Fact Check

Did Donald Trump Ask for 'Retribution by the Courts' in 1989 Newspaper Ad?

He placed ads in four newspapers in 1989 demanding reinstatement of the death penalty after a woman was mugged, beaten, and raped in Central Park.

Published April 5, 2023

 (David Talukdar/Getty Images)
Image courtesy of David Talukdar/Getty Images
In a 1989 newspaper ad after a brutal rape and beating in Central Park, Donald Trump called for "respect for authority, the fear of retribution by the courts, society and the police for those who break the law."

With former U.S. President Donald Trump appearing in a Manhattan criminal court on April 4, 2023, on arraignment over felony charges, a reader asked Snopes whether Trump took out an ad in four New York newspapers on May 1, 1989, seeking societal change that allegedly would instill "the fear of retribution by the courts" in criminal suspects.

Trump became the first American president to face criminal charges related to alleged hush-money payments to ex-adult film star Stormy Daniels, with whom he allegedly had a sexual encounter. Trump allegedly made the payments weeks before the 2016 presidential election. Seven years later, the Manhattan court indicted him on 34 felony charges.

===============

§ Short exercise a
List every complete date (month, day, and year) that appears in the fact check.

===============

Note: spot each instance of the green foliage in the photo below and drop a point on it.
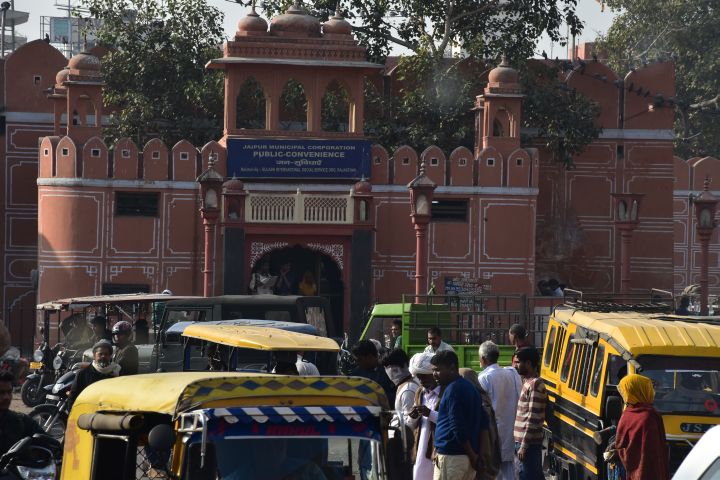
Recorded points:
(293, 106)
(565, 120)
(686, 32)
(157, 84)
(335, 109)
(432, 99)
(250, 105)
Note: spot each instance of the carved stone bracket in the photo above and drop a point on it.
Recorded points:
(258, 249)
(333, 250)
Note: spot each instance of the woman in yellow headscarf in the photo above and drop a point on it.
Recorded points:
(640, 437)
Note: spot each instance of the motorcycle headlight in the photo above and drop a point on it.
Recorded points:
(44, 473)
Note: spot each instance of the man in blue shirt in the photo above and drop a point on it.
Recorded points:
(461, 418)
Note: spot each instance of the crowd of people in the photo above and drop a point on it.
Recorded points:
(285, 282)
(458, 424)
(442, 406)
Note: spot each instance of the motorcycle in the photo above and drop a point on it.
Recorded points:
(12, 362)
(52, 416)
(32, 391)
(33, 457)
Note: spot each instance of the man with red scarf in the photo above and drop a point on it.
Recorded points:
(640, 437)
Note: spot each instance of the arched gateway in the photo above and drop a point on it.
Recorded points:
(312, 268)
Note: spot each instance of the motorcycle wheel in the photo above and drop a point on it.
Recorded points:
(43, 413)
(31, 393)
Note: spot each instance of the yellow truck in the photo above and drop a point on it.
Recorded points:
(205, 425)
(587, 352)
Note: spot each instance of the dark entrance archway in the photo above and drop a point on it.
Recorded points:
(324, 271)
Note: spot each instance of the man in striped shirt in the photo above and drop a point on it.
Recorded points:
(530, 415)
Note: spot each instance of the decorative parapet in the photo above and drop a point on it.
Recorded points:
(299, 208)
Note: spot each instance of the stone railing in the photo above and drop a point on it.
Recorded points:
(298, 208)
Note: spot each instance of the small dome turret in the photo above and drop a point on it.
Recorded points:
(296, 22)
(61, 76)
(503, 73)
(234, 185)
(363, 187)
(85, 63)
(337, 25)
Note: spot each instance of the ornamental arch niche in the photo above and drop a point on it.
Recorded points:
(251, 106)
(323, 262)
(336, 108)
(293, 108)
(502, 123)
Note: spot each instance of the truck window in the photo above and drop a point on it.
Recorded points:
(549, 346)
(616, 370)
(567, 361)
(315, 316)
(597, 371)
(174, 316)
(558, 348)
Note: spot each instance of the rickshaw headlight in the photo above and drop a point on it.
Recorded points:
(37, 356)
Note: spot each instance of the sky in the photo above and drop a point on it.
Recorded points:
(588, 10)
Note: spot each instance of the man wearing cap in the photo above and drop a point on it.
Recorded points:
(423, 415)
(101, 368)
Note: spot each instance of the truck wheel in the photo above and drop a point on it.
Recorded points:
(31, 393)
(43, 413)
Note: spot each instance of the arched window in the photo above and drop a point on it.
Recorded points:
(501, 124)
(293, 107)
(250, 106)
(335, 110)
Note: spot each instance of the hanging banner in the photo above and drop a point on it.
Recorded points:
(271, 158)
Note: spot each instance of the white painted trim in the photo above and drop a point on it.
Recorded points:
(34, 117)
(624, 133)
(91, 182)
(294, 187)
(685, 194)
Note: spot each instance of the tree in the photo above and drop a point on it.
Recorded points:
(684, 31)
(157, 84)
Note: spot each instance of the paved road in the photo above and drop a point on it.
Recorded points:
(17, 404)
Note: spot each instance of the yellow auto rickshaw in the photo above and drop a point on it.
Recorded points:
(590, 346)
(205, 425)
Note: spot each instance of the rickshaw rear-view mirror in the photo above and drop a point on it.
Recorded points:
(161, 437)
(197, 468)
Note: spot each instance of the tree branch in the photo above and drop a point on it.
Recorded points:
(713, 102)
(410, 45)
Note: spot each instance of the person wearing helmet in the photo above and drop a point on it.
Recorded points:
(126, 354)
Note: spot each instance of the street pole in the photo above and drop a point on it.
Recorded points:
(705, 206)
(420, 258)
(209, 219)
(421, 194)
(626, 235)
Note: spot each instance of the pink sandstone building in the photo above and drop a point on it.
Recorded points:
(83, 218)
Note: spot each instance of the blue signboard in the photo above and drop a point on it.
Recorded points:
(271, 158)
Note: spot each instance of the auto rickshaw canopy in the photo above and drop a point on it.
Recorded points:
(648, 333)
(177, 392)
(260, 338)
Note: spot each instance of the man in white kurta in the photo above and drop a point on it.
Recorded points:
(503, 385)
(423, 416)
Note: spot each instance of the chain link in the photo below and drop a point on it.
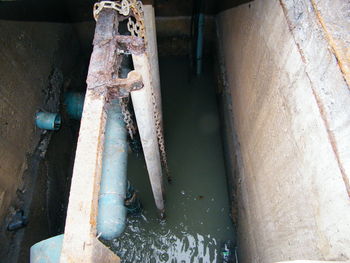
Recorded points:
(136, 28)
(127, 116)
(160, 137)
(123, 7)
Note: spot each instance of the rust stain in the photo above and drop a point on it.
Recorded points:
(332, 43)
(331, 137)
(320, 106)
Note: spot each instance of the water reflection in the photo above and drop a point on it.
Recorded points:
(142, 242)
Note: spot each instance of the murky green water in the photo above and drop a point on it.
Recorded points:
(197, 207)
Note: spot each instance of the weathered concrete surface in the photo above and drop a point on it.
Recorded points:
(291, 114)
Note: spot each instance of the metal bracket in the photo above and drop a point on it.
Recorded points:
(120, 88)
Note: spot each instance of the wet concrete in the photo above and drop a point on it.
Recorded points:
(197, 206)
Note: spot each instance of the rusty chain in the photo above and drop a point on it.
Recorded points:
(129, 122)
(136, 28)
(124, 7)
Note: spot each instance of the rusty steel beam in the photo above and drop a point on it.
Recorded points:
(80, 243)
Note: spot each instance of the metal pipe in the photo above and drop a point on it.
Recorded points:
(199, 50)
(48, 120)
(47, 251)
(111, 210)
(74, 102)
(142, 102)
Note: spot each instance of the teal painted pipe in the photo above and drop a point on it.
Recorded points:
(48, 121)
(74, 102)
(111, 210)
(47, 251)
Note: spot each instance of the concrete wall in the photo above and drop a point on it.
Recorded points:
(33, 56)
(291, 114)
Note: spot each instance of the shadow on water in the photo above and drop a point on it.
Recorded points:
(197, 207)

===============

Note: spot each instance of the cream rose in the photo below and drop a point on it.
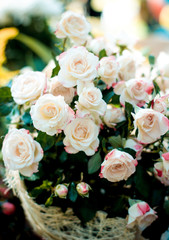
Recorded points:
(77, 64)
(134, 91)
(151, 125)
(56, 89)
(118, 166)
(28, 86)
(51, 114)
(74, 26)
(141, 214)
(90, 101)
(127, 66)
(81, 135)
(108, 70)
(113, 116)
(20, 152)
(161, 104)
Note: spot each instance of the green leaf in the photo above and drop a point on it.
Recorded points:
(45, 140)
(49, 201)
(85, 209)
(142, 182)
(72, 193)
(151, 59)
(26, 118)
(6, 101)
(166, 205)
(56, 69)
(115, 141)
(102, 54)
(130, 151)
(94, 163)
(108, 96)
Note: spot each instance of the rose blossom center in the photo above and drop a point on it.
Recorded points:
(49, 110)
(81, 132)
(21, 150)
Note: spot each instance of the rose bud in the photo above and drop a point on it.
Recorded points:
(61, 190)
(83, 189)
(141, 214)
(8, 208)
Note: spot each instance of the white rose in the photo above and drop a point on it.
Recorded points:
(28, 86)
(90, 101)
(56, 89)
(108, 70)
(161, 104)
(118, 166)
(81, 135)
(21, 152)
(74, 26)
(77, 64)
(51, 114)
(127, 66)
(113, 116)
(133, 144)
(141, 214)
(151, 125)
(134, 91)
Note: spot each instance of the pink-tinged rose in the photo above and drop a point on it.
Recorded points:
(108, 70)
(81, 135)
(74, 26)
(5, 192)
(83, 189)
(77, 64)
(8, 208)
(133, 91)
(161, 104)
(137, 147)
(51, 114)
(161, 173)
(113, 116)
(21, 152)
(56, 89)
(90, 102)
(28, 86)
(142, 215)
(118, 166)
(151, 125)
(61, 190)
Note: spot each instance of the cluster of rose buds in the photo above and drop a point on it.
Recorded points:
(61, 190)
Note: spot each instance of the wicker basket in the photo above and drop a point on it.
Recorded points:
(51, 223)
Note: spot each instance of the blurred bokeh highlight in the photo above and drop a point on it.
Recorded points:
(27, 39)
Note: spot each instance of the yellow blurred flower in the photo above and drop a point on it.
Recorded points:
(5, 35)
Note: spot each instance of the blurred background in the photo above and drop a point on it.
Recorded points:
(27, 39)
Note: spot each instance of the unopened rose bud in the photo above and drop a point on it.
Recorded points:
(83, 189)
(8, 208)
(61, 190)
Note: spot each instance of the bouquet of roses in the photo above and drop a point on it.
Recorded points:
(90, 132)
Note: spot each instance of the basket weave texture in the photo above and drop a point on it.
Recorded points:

===============

§ Short exercise b
From the entries above, pull out every line that contains the string "basket". Case counts.

§ Exercise response a
April 5, 2023
April 4, 2023
May 1, 1989

§ Exercise response b
Note: spot each instance of the wicker basket in the photo above and drop a point on it.
Note: spot each instance of the basket weave texture in the photo above and drop a point on it.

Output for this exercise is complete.